BEGIN Data provided

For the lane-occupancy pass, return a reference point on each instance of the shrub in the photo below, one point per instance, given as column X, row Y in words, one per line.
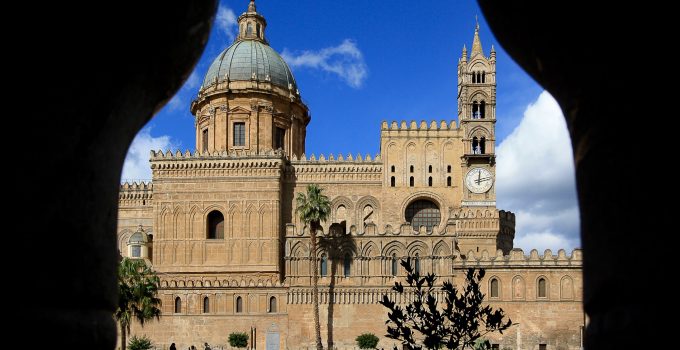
column 139, row 343
column 238, row 339
column 367, row 341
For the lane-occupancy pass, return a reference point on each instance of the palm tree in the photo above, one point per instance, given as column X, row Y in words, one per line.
column 313, row 208
column 137, row 295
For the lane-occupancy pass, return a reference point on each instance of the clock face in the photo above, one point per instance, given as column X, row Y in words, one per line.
column 478, row 180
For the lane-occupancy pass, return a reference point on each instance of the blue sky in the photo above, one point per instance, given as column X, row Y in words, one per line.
column 360, row 62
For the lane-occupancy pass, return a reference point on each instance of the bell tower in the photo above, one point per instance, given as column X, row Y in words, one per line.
column 482, row 225
column 477, row 116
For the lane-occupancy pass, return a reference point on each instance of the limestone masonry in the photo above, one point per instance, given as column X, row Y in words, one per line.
column 219, row 223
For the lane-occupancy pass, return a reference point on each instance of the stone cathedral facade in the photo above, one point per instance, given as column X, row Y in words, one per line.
column 219, row 225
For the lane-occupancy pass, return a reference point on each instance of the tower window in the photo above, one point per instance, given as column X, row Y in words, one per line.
column 239, row 305
column 205, row 140
column 279, row 137
column 494, row 288
column 215, row 225
column 475, row 146
column 239, row 134
column 542, row 288
column 272, row 304
column 136, row 251
column 324, row 265
column 417, row 264
column 347, row 265
column 423, row 213
column 178, row 305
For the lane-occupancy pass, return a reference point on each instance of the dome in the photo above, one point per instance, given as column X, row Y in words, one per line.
column 248, row 60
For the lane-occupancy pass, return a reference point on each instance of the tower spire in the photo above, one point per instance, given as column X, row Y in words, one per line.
column 251, row 24
column 476, row 43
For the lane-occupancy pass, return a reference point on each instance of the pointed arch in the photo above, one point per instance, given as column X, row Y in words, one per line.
column 417, row 247
column 394, row 247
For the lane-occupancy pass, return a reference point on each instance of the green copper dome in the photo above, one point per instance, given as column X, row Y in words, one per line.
column 250, row 60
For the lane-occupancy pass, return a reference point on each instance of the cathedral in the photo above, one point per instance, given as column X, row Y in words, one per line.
column 219, row 226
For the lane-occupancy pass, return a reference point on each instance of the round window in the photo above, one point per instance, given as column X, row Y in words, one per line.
column 423, row 213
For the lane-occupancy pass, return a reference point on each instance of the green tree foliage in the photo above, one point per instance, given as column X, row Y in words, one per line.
column 421, row 324
column 238, row 339
column 139, row 343
column 313, row 207
column 137, row 295
column 367, row 341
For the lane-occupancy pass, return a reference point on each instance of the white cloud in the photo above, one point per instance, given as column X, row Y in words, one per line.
column 226, row 21
column 344, row 60
column 136, row 166
column 536, row 179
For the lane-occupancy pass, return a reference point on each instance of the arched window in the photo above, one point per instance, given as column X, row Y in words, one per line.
column 423, row 213
column 178, row 305
column 215, row 225
column 136, row 242
column 417, row 264
column 475, row 145
column 239, row 304
column 494, row 288
column 272, row 304
column 324, row 265
column 206, row 305
column 347, row 265
column 542, row 288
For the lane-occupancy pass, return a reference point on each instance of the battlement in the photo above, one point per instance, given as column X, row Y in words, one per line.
column 237, row 154
column 332, row 159
column 423, row 126
column 345, row 170
column 518, row 258
column 132, row 194
column 201, row 164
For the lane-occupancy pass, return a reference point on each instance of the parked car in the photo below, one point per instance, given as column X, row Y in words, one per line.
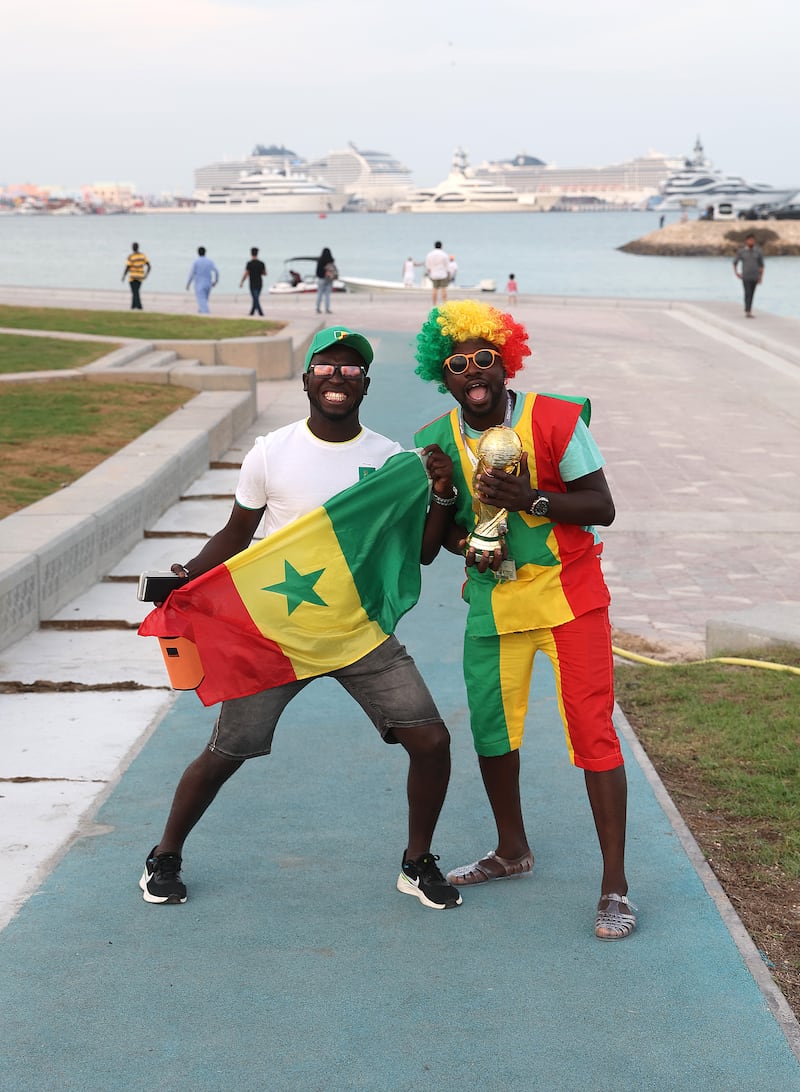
column 788, row 211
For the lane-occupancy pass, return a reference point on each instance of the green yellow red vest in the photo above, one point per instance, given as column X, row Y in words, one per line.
column 558, row 565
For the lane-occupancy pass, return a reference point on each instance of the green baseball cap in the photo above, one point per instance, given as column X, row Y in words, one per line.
column 336, row 335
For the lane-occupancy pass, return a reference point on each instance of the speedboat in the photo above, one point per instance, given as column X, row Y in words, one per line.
column 297, row 282
column 700, row 185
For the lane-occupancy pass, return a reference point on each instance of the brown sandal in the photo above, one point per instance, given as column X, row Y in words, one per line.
column 491, row 867
column 613, row 923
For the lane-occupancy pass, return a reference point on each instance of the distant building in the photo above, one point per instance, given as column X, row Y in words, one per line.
column 110, row 194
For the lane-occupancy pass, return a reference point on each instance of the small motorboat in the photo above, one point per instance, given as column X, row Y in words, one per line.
column 299, row 276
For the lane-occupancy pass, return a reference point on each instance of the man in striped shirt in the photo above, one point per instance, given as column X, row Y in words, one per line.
column 136, row 269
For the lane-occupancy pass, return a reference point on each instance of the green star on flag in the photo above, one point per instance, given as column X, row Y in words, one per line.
column 298, row 588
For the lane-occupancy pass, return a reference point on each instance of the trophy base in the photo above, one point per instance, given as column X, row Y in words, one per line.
column 484, row 544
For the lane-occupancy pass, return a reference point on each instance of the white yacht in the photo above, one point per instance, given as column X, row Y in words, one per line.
column 699, row 184
column 281, row 190
column 462, row 191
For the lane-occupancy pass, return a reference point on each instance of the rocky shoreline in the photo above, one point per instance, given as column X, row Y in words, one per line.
column 718, row 238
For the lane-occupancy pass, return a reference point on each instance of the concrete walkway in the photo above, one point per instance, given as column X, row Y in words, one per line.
column 295, row 964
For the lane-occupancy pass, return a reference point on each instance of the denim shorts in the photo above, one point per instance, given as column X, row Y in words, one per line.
column 385, row 683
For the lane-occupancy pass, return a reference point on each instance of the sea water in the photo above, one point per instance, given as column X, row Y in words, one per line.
column 550, row 253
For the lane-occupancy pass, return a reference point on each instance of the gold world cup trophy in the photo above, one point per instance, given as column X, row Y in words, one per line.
column 499, row 448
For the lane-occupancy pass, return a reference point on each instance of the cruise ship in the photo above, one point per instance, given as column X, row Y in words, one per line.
column 699, row 184
column 371, row 179
column 282, row 190
column 620, row 185
column 462, row 191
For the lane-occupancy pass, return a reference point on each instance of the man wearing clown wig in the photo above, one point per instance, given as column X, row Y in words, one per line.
column 541, row 590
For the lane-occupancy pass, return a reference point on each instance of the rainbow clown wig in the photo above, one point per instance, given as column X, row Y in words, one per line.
column 464, row 320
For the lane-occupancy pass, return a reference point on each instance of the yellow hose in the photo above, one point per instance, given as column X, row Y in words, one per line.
column 718, row 660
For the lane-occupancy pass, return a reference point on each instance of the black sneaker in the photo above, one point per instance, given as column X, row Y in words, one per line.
column 160, row 880
column 422, row 879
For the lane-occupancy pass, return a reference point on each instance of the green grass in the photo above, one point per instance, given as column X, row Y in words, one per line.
column 145, row 324
column 728, row 738
column 24, row 353
column 54, row 432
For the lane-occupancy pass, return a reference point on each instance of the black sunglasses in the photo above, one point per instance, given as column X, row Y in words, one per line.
column 482, row 358
column 346, row 370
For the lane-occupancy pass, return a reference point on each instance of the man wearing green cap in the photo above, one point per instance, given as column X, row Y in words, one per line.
column 287, row 474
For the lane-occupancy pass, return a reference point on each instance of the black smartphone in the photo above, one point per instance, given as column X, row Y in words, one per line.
column 155, row 586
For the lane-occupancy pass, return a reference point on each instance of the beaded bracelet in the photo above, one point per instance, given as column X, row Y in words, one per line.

END Data provided

Give back an exact reproduction of the entries, with all pictures excluded.

**Exercise response**
For the lane-occupancy pass, return a reference point on each instance of the shrub in the photo below, one point per instance, given as column X, row Y in words, one per line.
column 139, row 343
column 238, row 339
column 367, row 341
For the lane-occupancy pass, return a reference point on each instance of the palm tree in the photo above, one point per instance, given as column X, row Y in words, one per line.
column 313, row 208
column 137, row 295
For the lane-occupancy pass, return a reference point on each instance of the clock face in the photo above, one point per instance, given as column X, row Y in words, one per line.
column 478, row 180
For the lane-occupancy pass, return a reference point on each instance of the blue sky in the photo above, one point per instance, given as column X, row Y in words, one per line.
column 360, row 62
For the lane-occupancy pass, return a reference point on each instance of the bell tower in the photo above, one point per instance, given as column X, row Y in words, one per line.
column 482, row 225
column 477, row 116
For the lane-occupancy pass, return a reference point on each instance of the limestone masonry in the photo above, one point per instance, given as column X, row Y in words, one per line.
column 219, row 223
For the lane-occupancy pass, return a reference point on each instance of the stone cathedral facade in the photo above, one point per instance, given as column X, row Y in words, one per line.
column 219, row 225
For the lane-occupancy pass, return a reference point on each instance of the tower window in the photo above, one point per instance, given as column X, row Y in words, one per line.
column 239, row 305
column 205, row 140
column 279, row 137
column 494, row 288
column 215, row 225
column 475, row 146
column 239, row 134
column 542, row 288
column 272, row 304
column 136, row 251
column 324, row 265
column 417, row 264
column 347, row 265
column 423, row 213
column 178, row 305
For the lane-occupancy pass, return a reference point on each instance of the dome in the photo above, one point per instance, given as column X, row Y in words, one per line.
column 248, row 60
For the lane-occupancy pass, return a reference point on each instance of the tower spire in the photo above, one point per instance, given as column X, row Y in words, one per line.
column 251, row 24
column 476, row 43
For the lane-occupancy pass, return a reference point on each instance of the pointed arch in the photo above, one point per instance, given as column X, row Y in words, one per line.
column 417, row 247
column 394, row 247
For the lane-occupancy pass, return a reference point on each instance of the green copper dome in the photo above, one point per instance, given as column X, row Y in words, one per line.
column 250, row 60
For the lane-occupancy pass, return a reference point on each instance of the cathedral in the photo above, one point per instance, given as column X, row Y in words, one per line.
column 219, row 226
For the lane-occupancy pass, return a reference point on each instance of the round window in the photo above, one point per instance, given as column X, row Y in words, one per line.
column 423, row 213
For the lane-occupancy pass, return a reference point on each instance of the green tree foliage in the photo above, one point per instance, given as column X, row Y in words, one per line.
column 421, row 324
column 238, row 339
column 139, row 343
column 313, row 207
column 137, row 295
column 367, row 341
For the lane-occupancy pass, return a reference point on each instance of the white cloud in the photo above, one point per instance, given as column X, row Y in words, one per line.
column 226, row 21
column 344, row 60
column 136, row 166
column 536, row 179
For the lane-occupancy pass, return a reference point on each instance of the arched window in the photo above, one point per instance, given as column X, row Y in words, one per line.
column 423, row 213
column 178, row 305
column 215, row 225
column 136, row 242
column 417, row 264
column 475, row 145
column 239, row 304
column 494, row 288
column 272, row 304
column 324, row 265
column 206, row 305
column 347, row 265
column 542, row 288
For the lane-occupancy pass, return a reference point on each instance of the battlement in the photo above, one point per instance, given as column X, row Y in words, one per line.
column 237, row 154
column 332, row 159
column 423, row 126
column 345, row 170
column 518, row 258
column 132, row 194
column 201, row 164
For the lane-occupancy pass, return a reference point on each instance of the parked car in the photo below, one point per instance, given as column X, row Y in words, one per line.
column 788, row 211
For the lane-occupancy pass, return a reference point on each instance of the green yellow red vest in the photo above, one point per instance, given as column X, row Y in words, one per line.
column 558, row 565
For the lane-occupancy pass, return a reference point on each instance of the green baseball cap in the photo above, one point per instance, given as column X, row Y in words, one per line.
column 336, row 335
For the lane-occupancy pass, return a reference point on each instance of the speedboat in the photo above, one point per instance, given as column X, row Y in words, one per line.
column 297, row 282
column 700, row 185
For the lane-occupancy pass, return a reference point on each instance of the brown sandal in the photo above, one point per instance, given as column X, row Y in words, one per line.
column 491, row 867
column 613, row 923
For the lane-occupancy pass, return a reference point on each instance of the distant building in the photo above, one point per instance, given as column X, row Y in words, one per line.
column 110, row 194
For the lane-occupancy pass, return a reference point on each instance of the small motorboat in the photo above, one point per instance, given as column X, row Y in words, one per line.
column 299, row 276
For the lane-occupancy pass, return a reference point on each instance of the man in striped shirt in the photo above, one point per instance, given as column X, row Y in words, one per line.
column 136, row 269
For the lane-occupancy pass, return a reference point on each instance of the green star on flag in the photo above, one point per instance, given as column X, row Y in words, one per line.
column 298, row 588
For the lane-occupancy pass, return a reference point on each instance of the trophy base in the photo above, one point per instance, given as column X, row Y in words, one per line.
column 484, row 544
For the lane-occupancy pass, return a reference point on each instance of the white yacht in the photo above, one point per instance, given as column X, row Y in words, one per line.
column 699, row 184
column 281, row 190
column 462, row 191
For the lane-occupancy pass, return a reference point on each instance of the rocky shoreline in the photo above, one point per instance, given as column X, row Y in words, one per line.
column 718, row 238
For the lane-occupancy pass, return a reference point on each instance of the concrete walkway in the photo above, one point per instance, given as column X, row Y in words, one per line.
column 295, row 964
For the lane-occupancy pass, return a reference point on each instance of the denim shorts in the photo above, one point per instance, given as column X, row Y in words, one per line.
column 385, row 683
For the lane-occupancy pass, return a reference point on each instance of the sea water in the photo above, one point per instance, given as column X, row Y in words, one per line.
column 550, row 253
For the lane-occupancy pass, return a reference point on each instance of the gold world cup trophy in the photo above, one point per instance, given as column X, row Y in words, one per line.
column 499, row 448
For the lane-occupancy pass, return a reference point on each instance of the cruise ship in the photo above, one point per instance, given as column X, row Y in words, one per line.
column 699, row 184
column 371, row 179
column 282, row 190
column 620, row 185
column 462, row 191
For the lane-occupancy pass, return a reference point on each instance of the man wearing clown wig in the photo above, one point per instance, given as column X, row Y in words, one per line.
column 541, row 590
For the lane-occupancy pass, return a reference point on each instance of the rainbow clown wig in the photo above, one point per instance, given as column X, row Y in words, one per line.
column 464, row 320
For the lane-occupancy pass, return a reference point on each instance of the yellow hose in the photo above, one point per instance, given as column X, row Y in words, one per line.
column 718, row 660
For the lane-occupancy pass, return a reference point on each instance of the black sneaker in the photo above, one point per instance, given as column X, row Y in words, one per line.
column 160, row 880
column 422, row 879
For the lane-occupancy pass, return a reference point on each instance of the green grass in the photo above, one point per instance, given as column X, row Y in words, one per line.
column 145, row 324
column 728, row 738
column 24, row 353
column 54, row 432
For the lane-occupancy pass, return a reference point on each instance of the black sunglasses in the photo above, one point per instance, given as column X, row Y in words, one per line.
column 482, row 358
column 346, row 370
For the lane-occupancy pass, return a reference point on each instance of the man wearing green cap in the photo above, one point per instance, given as column X, row Y in words, one per line.
column 287, row 474
For the lane-occupancy pass, return a reference point on each instance of the black smartphone in the photo above, one point per instance, given as column X, row Y in words, one per line.
column 155, row 586
For the lane-occupancy pass, return a reference point on each instance of the beaded bracelet in the photo above, one point per instance, given as column X, row Y in words, one per line.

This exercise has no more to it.